Exercise tasks:
a. Can you return the passage of the book review between "reviewed by Jennifer" and "our human existence.", inclusive, copied word for word?
b. According to the book review, how many essays make up Howard Norman's memoir?

I Hate to Leave This Beautiful Place

by Howard Norman

reviewed by Jennifer Kurdyla

Howard Norman’s memoir, I Hate to Leave This Beautiful Place, is made up of five seemingly disjointed essays that span the period from the author’s youth to the near-present. It is less a smooth, well-planned journey than a kidnapping, with the reader as a blindfolded captive who has been taken to supposedly beautiful places, allowed to look around for a moment, and then thrown back into the car before he can digest what he has witnessed. While this narrative structure is disorienting, Norman succeeds in preserving the unexpectedness of life and memory—its making and retrieval—which is a common ground of our human existence.

With six novels and numerous prizes to his name, Norman is known best for what may be thought of as a northern gothic sensibility: his tales are set in places like Nova Scotia where the icy weather seems to invite the kind of loss and need to escape that irreparably pierces the soul and the memory. Birds flock to and from such regions and are central symbols in the fiction, and this motif finds its point of origin in the pages of his memoir. As suggested by the title of his 1995 novel, The Bird Artist, a National Book Award finalist and the first of a trilogy, real-life experiences bleed into all of his writing and specifically through birds, often in ways as inexplicable as their innate migratory patterns.

Data shown:

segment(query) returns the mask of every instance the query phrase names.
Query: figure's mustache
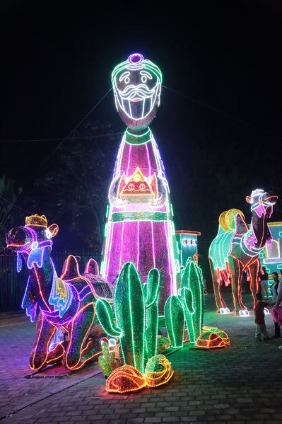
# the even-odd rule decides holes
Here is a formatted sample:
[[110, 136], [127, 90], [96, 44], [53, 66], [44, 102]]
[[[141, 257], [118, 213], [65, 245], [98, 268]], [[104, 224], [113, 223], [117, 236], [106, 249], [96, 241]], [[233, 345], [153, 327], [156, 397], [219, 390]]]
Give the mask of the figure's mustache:
[[127, 99], [134, 98], [134, 97], [149, 97], [152, 96], [155, 91], [155, 88], [152, 90], [149, 88], [145, 84], [139, 84], [138, 86], [129, 86], [123, 91], [118, 90], [119, 94], [121, 97], [126, 98]]

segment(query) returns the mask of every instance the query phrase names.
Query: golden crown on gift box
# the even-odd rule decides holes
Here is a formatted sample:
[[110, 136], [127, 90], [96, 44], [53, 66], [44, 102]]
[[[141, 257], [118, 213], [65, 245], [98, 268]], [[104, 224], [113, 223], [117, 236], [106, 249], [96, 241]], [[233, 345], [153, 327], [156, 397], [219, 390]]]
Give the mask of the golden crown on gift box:
[[30, 217], [25, 217], [25, 225], [27, 227], [45, 227], [47, 228], [47, 221], [45, 215], [30, 215]]

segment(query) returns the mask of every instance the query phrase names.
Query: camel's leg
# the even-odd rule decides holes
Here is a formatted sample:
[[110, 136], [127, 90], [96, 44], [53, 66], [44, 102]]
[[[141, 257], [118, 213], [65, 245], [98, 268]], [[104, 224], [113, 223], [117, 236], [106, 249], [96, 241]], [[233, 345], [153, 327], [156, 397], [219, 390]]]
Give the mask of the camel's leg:
[[216, 281], [216, 272], [214, 270], [213, 261], [211, 259], [211, 258], [208, 258], [208, 260], [209, 260], [209, 265], [211, 268], [211, 279], [212, 279], [213, 285], [214, 298], [216, 299], [216, 313], [218, 314], [220, 308], [225, 308], [225, 307], [226, 307], [226, 305], [224, 302], [223, 304], [223, 299], [222, 299], [222, 297], [221, 295], [220, 287], [219, 287], [221, 283], [218, 282]]
[[49, 344], [57, 330], [42, 312], [38, 316], [36, 324], [35, 343], [30, 356], [30, 365], [33, 369], [40, 369], [46, 367]]
[[256, 293], [259, 291], [259, 275], [260, 263], [257, 260], [248, 267], [249, 276], [249, 288], [251, 289], [254, 308], [256, 304]]
[[219, 297], [219, 301], [220, 301], [221, 304], [221, 307], [223, 308], [223, 309], [225, 309], [225, 308], [227, 308], [226, 304], [224, 302], [223, 298], [223, 297], [221, 295], [221, 287], [222, 287], [223, 284], [224, 282], [224, 273], [222, 272], [222, 271], [218, 271], [218, 273], [219, 273], [219, 275], [221, 276], [221, 280], [218, 282], [218, 297]]
[[50, 365], [52, 364], [56, 364], [57, 362], [61, 362], [67, 345], [68, 340], [57, 344], [54, 349], [49, 352], [46, 360], [47, 364]]
[[234, 314], [237, 314], [238, 309], [244, 311], [246, 309], [243, 302], [242, 302], [241, 297], [241, 280], [243, 266], [240, 260], [234, 258], [234, 256], [229, 256], [229, 265], [231, 270], [232, 275], [232, 294], [233, 296], [233, 304], [234, 304]]
[[81, 355], [86, 348], [84, 342], [93, 325], [94, 316], [94, 303], [88, 303], [78, 311], [69, 324], [69, 345], [63, 360], [66, 368], [76, 369], [81, 367]]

Exercise solutions:
a.
reviewed by Jennifer Kurdyla

Howard Norman’s memoir, I Hate to Leave This Beautiful Place, is made up of five seemingly disjointed essays that span the period from the author’s youth to the near-present. It is less a smooth, well-planned journey than a kidnapping, with the reader as a blindfolded captive who has been taken to supposedly beautiful places, allowed to look around for a moment, and then thrown back into the car before he can digest what he has witnessed. While this narrative structure is disorienting, Norman succeeds in preserving the unexpectedness of life and memory—its making and retrieval—which is a common ground of our human existence.

b. Five.